→ Task to carry out
Your reply should consist of the entries, copied exactly and stripped of images.

→ Data for the task
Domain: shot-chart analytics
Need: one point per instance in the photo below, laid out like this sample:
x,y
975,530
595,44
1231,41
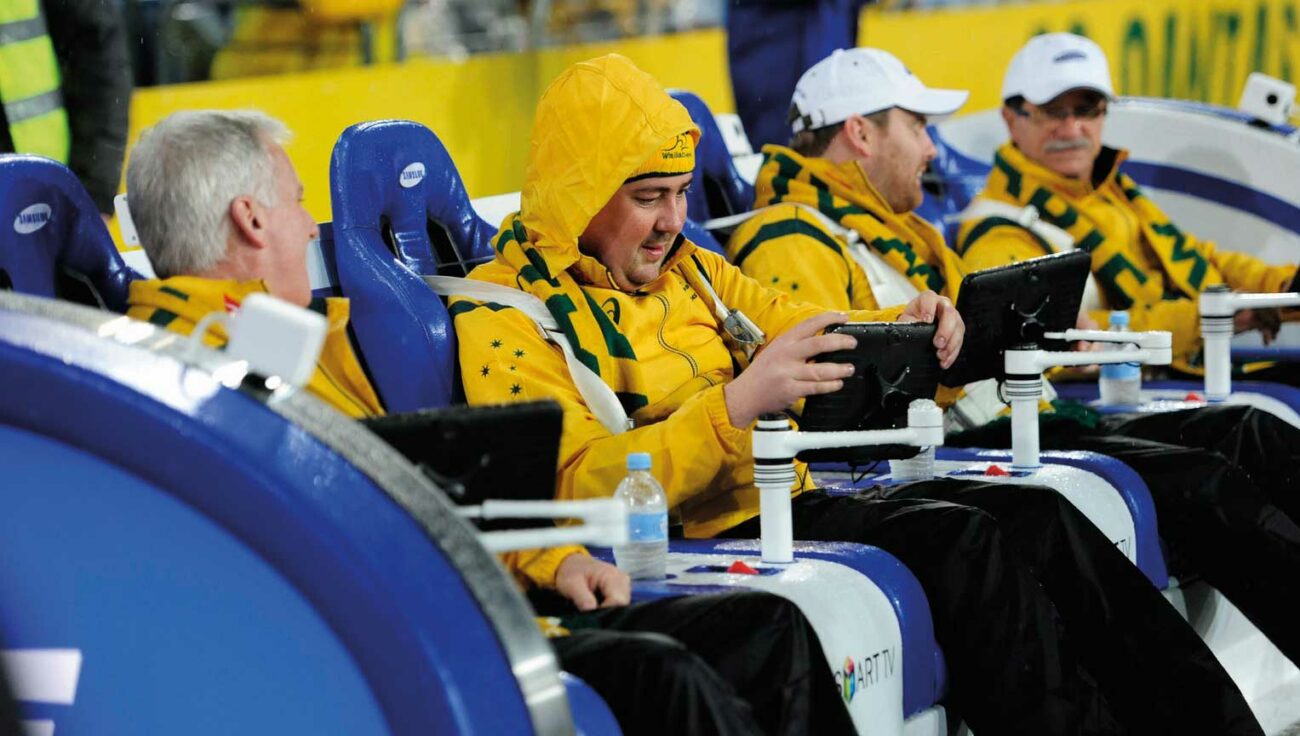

→ Written answer
Domain: shot-chart analytics
Need: one point per instance in the photo below, laid out like this sample:
x,y
975,530
595,44
1231,41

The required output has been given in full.